| QUOTED PASSAGE |
────────

Co-founder and President of Termageddon

Data and Privacy news for January 2024

Happy New Year! To close out 2023, we made updates to customer policies for the Utah Consumer Privacy Act and interviewed privacy professional Odia Kagan on the differences between data processors and controllers. If you are unfamiliar with these GDPR terms, make sure to check out the episode where we discuss the differences between the two as well as compliance requirements that processors and controllers are required to follow. We hope that you find this newsletter helpful for staying up to date with the myriad changes in the privacy field and wish you a happy and productive 2024!

What’s new in privacy? 

Below are some of the most notable news in privacy from this month: 

  1. Utah Consumer Privacy Act goes into effect. On December 31, 2023, the Utah Consumer Privacy Act (UCPA) went into effect. The new law provides the following privacy rights to residents of Utah: the right to confirm whether a controller is processing the consumer’s personal data, the right to access, the right to delete, the right to portability, the right to opt out of the processing of personal data for the purpose of targeted advertising, and the right to opt out of sales of personal data. The law also requires companies to provide certain disclosures in their Privacy Policies – Termageddon has released these updates in early December. Learn more here.
  2.  UK ICO releases cookie compliance issues letter. The United Kingdom’s Information Commissioner’s Office (ICO) has released to the public a letter that it sent to the UK’s top 100 most visited websites informing them that their cookie consent banners may not be compliant with UK privacy laws. The letter can serve as guidance to other companies in how to avoid violations. Learn more here.
  3. FTC settles complaint with Rite Aid regarding facial recognition technology. The complaint stems from the alleged unfair and discriminatory outcomes from Rite Aid’s practices in using facial recognition to question, detain, and ban customers from stores. As part of the settlement, Rite Aid is banned from using facial recognition technologies for five years. Read more here. 
  4. NOYB files a complaint against X. Privacy advocacy group, NOYB, has filed a complaint against X claiming that its ad targeting breached the General Data Protection Regulation (GDPR). The complaint alleges that X unlawfully used people’s political views and religious beliefs to target them with advertisements. This practice may also be a violation of the Digital Services Act, which states that companies must not display targeted ads based on the sensitive data of a user.  Learn more here. 
  5. Comcast experiences a cyberattack. Comcast has experienced a cyberattack affecting nearly 36 million customers due to a Citrix networking security vulnerability known as CitrixBleed. It appears that customer data, including usernames and hashed passwords were acquired by the attackers. Read more here.

────────

| INPUT DATA |
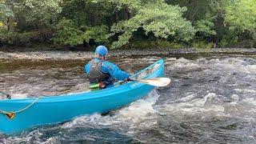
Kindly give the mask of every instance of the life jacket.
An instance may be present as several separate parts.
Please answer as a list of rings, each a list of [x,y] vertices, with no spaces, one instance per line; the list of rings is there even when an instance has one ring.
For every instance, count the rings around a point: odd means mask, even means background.
[[[102,63],[103,61],[90,62],[90,71],[87,74],[90,83],[102,82],[109,78],[110,76],[108,73],[103,73],[102,69]]]

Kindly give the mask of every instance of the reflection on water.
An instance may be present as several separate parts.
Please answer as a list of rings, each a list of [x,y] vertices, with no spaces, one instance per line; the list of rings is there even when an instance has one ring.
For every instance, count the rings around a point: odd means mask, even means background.
[[[85,115],[17,135],[0,142],[255,143],[254,56],[166,58],[171,85],[106,115]],[[155,57],[112,58],[129,72]],[[30,96],[84,91],[82,61],[0,62],[1,90]],[[18,94],[17,94],[18,93]]]

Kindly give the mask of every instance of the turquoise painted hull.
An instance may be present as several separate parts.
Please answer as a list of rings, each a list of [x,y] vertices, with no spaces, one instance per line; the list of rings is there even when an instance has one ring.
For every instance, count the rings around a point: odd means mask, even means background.
[[[148,70],[158,66],[144,78],[164,76],[162,59],[134,74],[136,77]],[[0,110],[16,112],[16,116],[10,119],[0,114],[0,131],[15,133],[46,124],[56,124],[71,120],[79,115],[104,113],[124,106],[146,95],[154,86],[131,82],[98,91],[68,94],[58,96],[42,97],[24,99],[0,101]],[[37,100],[37,101],[36,101]],[[26,110],[24,108],[34,102]],[[21,110],[18,112],[18,110]]]

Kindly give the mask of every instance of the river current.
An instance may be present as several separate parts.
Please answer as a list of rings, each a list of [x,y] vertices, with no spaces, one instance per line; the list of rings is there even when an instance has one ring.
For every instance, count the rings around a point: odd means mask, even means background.
[[[256,55],[111,58],[130,73],[164,58],[166,87],[108,114],[39,126],[0,143],[255,143]],[[0,60],[0,90],[15,98],[88,90],[81,60]]]

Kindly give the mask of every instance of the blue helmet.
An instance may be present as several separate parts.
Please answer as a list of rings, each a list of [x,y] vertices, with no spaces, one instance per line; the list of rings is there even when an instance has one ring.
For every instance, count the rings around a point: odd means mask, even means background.
[[[105,46],[98,46],[95,50],[95,53],[105,56],[108,53],[107,48]]]

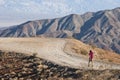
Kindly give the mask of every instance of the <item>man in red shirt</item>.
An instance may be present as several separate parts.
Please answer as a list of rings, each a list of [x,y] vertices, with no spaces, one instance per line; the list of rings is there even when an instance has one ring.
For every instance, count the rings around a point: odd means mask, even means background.
[[[92,50],[90,50],[88,67],[90,66],[90,63],[92,63],[92,60],[93,60],[93,52],[92,52]],[[92,63],[92,67],[93,67],[93,63]]]

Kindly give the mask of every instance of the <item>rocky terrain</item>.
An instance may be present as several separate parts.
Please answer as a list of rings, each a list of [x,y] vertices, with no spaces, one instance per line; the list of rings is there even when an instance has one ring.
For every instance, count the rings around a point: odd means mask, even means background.
[[[74,37],[120,53],[120,8],[28,21],[0,31],[1,37]]]
[[[75,39],[0,38],[0,49],[33,55],[76,69],[120,69],[120,55],[86,45]],[[94,52],[94,66],[88,67],[89,50]]]
[[[34,55],[0,51],[0,80],[119,80],[120,70],[60,66]]]

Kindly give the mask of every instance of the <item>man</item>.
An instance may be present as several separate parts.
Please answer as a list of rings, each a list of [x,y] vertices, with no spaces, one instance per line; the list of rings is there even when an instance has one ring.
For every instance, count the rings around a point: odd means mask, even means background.
[[[88,67],[90,66],[90,63],[92,63],[92,67],[93,67],[93,62],[92,62],[92,60],[93,60],[93,52],[92,52],[92,50],[90,50],[90,52],[89,52]]]

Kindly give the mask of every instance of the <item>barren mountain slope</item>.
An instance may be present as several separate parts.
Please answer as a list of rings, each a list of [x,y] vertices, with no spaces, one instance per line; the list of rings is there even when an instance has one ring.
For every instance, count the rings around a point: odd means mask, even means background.
[[[37,56],[53,63],[73,68],[88,66],[88,52],[95,53],[94,69],[120,69],[120,55],[90,47],[74,39],[0,38],[0,49]],[[109,63],[111,62],[111,63]]]
[[[120,53],[120,8],[28,21],[0,31],[0,37],[74,37]]]

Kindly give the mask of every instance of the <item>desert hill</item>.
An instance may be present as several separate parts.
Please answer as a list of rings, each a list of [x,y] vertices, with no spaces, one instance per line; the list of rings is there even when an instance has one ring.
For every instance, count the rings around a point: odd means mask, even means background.
[[[0,49],[24,53],[76,69],[88,67],[88,52],[95,53],[92,69],[120,69],[120,55],[86,45],[75,39],[59,38],[0,38]]]
[[[74,37],[120,53],[120,8],[28,21],[0,31],[0,37]]]

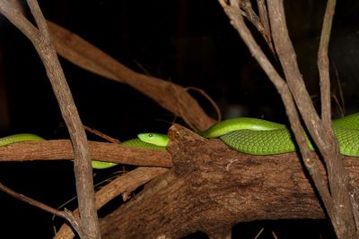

────────

| PROBLEMS TO WORK ON |
#1 Do the following statements agree with the privacy newsletter? For each, answer yes or no and quote the words from the newsletter that decide it. (a) The Utah Consumer Privacy Act took effect on December 31, 2023. (b) The settlement bars Rite Aid from using facial recognition technologies for ten years. (c) The Comcast cyberattack affected nearly 36 million customers.
#2 Extend the privacy newsletter, picking up right after its final sentence.

| RESPONSES FOR EACH TASK |
#1
(a) Yes: "On December 31, 2023, the Utah Consumer Privacy Act (UCPA) went into effect."
(b) No: "Rite Aid is banned from using facial recognition technologies for five years."
(c) Yes: "Comcast has experienced a cyberattack affecting nearly 36 million customers"

#2
  6. Norway’s DPA fines company NOK10 million for GDPR violations. The fitness club SATS was fined for infringements of GDPR by failing to comply with access and erasure requests. The DPA found that the company also lacked a legal basis for processing certain personal data. Learn more here. 
  7. CJEU rules that credit bureau violated GDPR via automated decision-making and data retention. The Court of Justice of the European Union rendered a decision prohibiting automated credit scoring and extended data retention practices under GDPR. The CJEU found that the German credit bureau SCHUFA violated GDPR by retaining certain data for more than six months and by using automated decision-making to determine whether to grant credit to certain customers. Read more here. 
  8. 23andMe data breach affects 6.9 million individuals. The genetic testing company initially reported that 14,000 individuals were affected by the breach but, apparently, there were 6.9 million affected individuals in total. Hackers accessed the personal information of customers who opted in to the 23andMe DNA Relatives feature and stole data including names, birth years, relationship labels, percentage of DNA shared with relatives, ancestry reports and self-reported location. Read more here.
  9. Major US pharmacies release customer prescription data to the policy without a warrant. The information obtained from the US Department of Health and Human Services Xavier Becerra found that eight of the largest pharmacy chains maintained that they are only required to respond to law enforcement subpoenas, instead of a search warrant signed by a judge. Read more here.  
  10. Google takes steps to protect location history. Google has announced that it will shorten the length of time location history stored on its devices, save a person’s timeline of locations on their device and give them the ability to delete that information at any time. Learn more here. 

What privacy bills are we tracking? 

As part of our service, we keep track of privacy bills that would affect the way Privacy Policies are written. Below is our most recent list of privacy bill proposals in the United States. You can access the privacy bill tracker any time on our blog.


Here are some great virtual events that you can attend to learn more about the hottest issues in privacy and meet other privacy professionals: 

  1. Northwest Arkansas Privacy Professional Happy Hour – January 18, 2024
  2. TIPS Cybersecurity Data Privacy Conference – March 14, 2024 to March 15, 2024.

Can’t get enough of talkin’ privacy? Be sure to subscribe to our podcast, Privacy Lawls, where we have fun talking to some of the biggest names in privacy.

Thanks for reading!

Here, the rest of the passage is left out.